### Task
Your answer must consist of every line from the data below that includes the word "white".

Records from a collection
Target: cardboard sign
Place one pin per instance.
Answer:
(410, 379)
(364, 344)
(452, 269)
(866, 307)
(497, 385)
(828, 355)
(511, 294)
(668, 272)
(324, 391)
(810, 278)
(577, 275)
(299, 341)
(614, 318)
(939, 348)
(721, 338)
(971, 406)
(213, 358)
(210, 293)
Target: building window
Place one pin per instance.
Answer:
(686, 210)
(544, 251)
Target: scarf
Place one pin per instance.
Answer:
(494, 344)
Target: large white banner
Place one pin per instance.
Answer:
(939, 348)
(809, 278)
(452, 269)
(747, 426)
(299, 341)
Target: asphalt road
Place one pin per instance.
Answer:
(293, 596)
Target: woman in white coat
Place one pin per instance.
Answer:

### Exercise result
Target: large white banner
Target: woman in white coat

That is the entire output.